Segment Start: Excerpt

On the eve of that “Great” War, H. L. Mencken saw where vice crusaders were headed:
In the midst of all our torquernadan crusading, how is it that no moralist has dedicated himself to the extinction of the cigarette, that coffin nail, that debauchery, that father of crime? Elsewhere in this fair land it has been dealt staggering licks by the chemically pure. In Kansas, Iowa and Missouri the children in the public schools are taught to fear and abominate it; in Nebraska, Michigan and Alabama there are hot campaigns against it; in Indiana its sale is forbidden by law. But here in Baltimore not a single voice in raised against it. Our moralists are the most virulent in Christendom–their ardor, indeed, is often far more Mohammedan than Christian–and yet I have not heard a word from them about the licentious and diabolical cigarette.

Segment End: Excerpt

What the exercise asks
Copy out the whole cigarette passage word for word. The lines that come next have nothing to do with the cigarette passage.

Segment Start: Study material

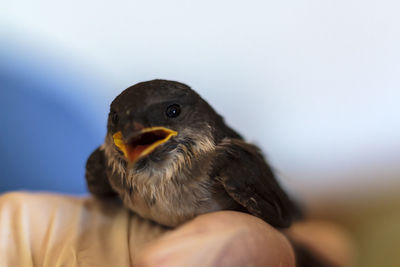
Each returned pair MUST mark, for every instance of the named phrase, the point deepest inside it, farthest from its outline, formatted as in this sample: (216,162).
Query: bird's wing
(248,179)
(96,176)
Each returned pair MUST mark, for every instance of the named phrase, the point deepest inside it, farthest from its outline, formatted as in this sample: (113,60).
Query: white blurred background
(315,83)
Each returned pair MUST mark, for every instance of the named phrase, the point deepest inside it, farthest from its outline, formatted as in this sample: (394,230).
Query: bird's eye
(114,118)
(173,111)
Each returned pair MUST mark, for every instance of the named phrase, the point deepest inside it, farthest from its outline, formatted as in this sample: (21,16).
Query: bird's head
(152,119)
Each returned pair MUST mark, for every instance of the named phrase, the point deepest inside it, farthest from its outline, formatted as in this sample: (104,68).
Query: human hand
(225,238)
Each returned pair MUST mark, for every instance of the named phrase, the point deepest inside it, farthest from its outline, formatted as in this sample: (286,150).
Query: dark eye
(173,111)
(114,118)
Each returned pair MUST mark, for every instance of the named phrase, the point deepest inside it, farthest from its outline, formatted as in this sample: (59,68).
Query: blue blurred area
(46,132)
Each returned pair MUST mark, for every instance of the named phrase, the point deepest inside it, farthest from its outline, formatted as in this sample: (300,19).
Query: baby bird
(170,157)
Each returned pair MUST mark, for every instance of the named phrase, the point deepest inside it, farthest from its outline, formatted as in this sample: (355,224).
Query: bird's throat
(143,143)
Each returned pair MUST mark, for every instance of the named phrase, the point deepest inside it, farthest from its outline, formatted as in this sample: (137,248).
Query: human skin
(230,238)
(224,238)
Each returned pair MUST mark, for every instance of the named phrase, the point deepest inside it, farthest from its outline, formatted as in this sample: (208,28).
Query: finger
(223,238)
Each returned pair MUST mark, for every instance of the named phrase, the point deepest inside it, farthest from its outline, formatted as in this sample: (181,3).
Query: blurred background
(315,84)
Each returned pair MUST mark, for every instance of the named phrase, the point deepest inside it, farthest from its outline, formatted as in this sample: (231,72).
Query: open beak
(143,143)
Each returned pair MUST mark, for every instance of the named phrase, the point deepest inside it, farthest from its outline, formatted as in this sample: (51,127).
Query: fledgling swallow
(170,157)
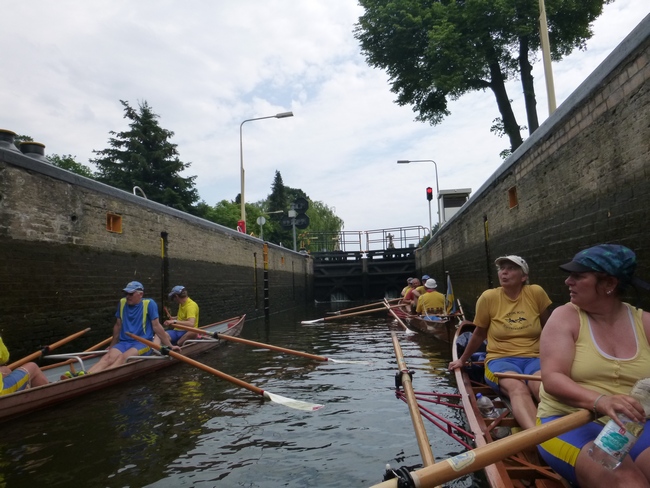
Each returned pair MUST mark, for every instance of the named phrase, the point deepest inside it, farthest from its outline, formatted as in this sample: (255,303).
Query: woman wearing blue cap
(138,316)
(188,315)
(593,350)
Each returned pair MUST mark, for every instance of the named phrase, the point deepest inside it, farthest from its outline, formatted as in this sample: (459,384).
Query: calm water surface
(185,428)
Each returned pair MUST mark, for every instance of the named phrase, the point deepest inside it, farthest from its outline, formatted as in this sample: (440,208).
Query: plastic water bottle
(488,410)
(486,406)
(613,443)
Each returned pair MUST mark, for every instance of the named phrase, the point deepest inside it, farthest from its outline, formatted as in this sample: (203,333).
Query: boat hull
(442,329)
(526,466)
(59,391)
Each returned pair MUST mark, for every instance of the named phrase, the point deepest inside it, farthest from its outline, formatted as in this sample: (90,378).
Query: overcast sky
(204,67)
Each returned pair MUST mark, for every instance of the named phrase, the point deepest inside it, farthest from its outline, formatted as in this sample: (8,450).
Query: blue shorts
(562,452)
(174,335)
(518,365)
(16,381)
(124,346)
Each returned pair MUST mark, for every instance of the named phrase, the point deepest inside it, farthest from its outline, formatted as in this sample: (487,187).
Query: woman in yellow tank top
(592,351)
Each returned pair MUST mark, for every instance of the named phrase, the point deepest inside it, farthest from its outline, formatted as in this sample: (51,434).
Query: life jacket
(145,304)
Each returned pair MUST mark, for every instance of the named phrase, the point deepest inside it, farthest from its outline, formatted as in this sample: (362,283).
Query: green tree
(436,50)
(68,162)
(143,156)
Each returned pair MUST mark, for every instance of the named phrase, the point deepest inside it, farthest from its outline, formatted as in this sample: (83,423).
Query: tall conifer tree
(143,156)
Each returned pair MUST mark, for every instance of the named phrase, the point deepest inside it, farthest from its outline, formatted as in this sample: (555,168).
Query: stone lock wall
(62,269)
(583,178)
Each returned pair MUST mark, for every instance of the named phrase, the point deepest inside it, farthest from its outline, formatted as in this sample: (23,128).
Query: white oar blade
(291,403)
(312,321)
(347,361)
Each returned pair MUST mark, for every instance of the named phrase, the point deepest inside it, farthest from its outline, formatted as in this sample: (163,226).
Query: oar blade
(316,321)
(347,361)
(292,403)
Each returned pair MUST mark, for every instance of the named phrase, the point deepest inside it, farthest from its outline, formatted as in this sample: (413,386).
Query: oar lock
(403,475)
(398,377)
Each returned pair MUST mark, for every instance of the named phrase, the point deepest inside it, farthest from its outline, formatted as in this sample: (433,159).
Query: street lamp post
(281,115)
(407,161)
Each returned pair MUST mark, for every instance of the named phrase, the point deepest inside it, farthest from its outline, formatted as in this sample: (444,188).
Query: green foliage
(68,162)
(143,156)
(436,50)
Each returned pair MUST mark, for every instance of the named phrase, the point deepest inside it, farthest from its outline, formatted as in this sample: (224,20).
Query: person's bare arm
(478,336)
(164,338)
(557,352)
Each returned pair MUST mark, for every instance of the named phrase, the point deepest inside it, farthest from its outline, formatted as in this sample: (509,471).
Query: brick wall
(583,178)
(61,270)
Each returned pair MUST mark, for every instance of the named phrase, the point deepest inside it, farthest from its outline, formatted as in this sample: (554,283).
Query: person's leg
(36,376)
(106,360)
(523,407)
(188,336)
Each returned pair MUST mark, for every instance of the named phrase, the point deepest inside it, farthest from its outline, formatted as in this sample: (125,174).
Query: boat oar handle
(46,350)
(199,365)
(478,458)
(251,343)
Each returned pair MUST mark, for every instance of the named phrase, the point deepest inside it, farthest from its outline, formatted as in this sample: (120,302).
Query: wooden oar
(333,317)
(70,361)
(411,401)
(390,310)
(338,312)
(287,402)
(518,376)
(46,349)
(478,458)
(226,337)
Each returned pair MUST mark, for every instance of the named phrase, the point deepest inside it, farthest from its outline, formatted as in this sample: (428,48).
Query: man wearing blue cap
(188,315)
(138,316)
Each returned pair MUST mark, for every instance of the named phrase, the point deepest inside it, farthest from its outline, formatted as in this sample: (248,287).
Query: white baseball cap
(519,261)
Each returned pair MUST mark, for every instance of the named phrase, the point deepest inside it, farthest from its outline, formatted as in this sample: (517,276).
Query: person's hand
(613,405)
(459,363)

Segment End: Study material
Segment Start: Study material

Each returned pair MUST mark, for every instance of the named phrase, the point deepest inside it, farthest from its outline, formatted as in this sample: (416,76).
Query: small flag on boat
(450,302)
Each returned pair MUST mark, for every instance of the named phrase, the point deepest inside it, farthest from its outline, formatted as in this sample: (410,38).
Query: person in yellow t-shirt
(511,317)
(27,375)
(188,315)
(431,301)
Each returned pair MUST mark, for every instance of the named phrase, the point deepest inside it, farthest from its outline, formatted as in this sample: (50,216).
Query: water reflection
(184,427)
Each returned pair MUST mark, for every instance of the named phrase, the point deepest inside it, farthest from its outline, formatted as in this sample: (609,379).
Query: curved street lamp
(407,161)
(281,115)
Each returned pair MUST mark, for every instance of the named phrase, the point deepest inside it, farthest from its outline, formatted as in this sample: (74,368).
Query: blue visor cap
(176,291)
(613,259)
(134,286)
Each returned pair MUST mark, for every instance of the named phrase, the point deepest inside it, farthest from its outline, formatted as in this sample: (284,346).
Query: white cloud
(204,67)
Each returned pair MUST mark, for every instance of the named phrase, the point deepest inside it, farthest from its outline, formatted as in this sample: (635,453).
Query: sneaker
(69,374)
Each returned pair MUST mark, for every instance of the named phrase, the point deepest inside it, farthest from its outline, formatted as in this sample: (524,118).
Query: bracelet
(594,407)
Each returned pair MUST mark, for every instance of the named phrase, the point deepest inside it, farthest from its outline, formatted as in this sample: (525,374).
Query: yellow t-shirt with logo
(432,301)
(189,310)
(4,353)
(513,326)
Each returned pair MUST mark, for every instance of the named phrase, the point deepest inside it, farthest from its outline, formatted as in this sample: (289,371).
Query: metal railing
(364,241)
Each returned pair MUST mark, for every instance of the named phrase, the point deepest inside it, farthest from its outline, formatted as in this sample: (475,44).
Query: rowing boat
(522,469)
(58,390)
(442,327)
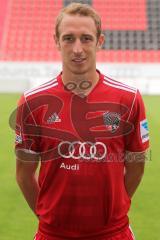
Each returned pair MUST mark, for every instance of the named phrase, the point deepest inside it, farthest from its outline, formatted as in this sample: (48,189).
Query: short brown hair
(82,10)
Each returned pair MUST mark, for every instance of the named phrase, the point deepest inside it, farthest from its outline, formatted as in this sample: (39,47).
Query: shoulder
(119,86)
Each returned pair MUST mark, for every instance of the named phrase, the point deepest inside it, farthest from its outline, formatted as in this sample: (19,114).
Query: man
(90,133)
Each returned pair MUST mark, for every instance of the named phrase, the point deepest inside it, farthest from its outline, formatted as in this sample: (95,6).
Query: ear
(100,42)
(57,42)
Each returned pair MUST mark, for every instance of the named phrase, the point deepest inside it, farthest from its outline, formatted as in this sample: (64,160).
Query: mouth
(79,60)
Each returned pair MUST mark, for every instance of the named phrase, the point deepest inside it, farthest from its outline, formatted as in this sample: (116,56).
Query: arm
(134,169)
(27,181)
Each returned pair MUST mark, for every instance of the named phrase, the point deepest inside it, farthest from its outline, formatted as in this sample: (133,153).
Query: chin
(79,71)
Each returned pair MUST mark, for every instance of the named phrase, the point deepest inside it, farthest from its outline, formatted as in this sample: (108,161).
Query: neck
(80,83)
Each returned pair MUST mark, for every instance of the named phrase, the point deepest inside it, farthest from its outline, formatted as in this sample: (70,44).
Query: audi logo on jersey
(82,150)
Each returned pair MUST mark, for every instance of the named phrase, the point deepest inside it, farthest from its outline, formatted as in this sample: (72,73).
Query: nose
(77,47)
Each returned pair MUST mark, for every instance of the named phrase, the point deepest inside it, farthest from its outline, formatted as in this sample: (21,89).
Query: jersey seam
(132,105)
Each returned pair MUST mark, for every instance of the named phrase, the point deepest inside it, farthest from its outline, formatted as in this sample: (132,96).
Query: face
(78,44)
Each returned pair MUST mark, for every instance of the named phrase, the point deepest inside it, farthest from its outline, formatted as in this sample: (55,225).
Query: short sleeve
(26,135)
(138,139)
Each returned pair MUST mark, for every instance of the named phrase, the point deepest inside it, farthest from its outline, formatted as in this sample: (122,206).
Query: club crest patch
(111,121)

Segment End: Study material
Segment Start: Study material

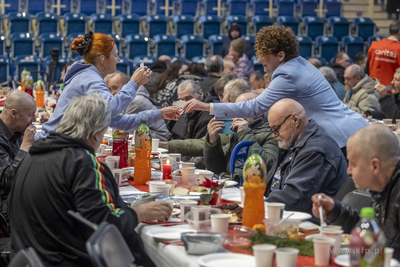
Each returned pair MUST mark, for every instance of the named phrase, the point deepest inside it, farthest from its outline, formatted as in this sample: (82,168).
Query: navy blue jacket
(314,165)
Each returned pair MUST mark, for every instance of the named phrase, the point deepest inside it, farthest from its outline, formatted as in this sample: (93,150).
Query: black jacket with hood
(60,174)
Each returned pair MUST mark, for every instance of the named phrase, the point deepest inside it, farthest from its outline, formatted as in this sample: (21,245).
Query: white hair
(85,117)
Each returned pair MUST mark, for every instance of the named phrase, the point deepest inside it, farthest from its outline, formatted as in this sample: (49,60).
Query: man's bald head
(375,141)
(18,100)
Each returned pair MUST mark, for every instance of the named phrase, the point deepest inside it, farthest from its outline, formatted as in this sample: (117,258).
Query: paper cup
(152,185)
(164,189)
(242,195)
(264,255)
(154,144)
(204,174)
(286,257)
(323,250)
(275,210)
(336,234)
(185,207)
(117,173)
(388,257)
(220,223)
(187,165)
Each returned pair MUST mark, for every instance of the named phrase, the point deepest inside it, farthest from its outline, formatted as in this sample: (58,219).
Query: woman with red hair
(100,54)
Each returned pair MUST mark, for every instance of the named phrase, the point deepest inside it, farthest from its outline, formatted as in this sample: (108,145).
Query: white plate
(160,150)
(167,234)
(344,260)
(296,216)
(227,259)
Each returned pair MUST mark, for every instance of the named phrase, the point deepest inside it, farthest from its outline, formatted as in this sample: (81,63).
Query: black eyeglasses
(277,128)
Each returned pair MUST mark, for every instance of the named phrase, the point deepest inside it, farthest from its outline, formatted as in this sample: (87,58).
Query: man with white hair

Segment End: Study material

Written response
On the eve of that “Great” War, H. L. Mencken saw where vice crusaders were headed:
In the midst of all our torquernadan crusading, how is it that no moralist has dedicated himself to the extinction of the cigarette, that coffin nail, that debauchery, that father of crime? Elsewhere in this fair land it has been dealt staggering licks by the chemically pure. In Kansas, Iowa and Missouri the children in the public schools are taught to fear and abominate it; in Nebraska, Michigan and Alabama there are hot campaigns against it; in Indiana its sale is forbidden by law. But here in Baltimore not a single voice in raised against it. Our moralists are the most virulent in Christendom–their ardor, indeed, is often far more Mohammedan than Christian–and yet I have not heard a word from them about the licentious and diabolical cigarette.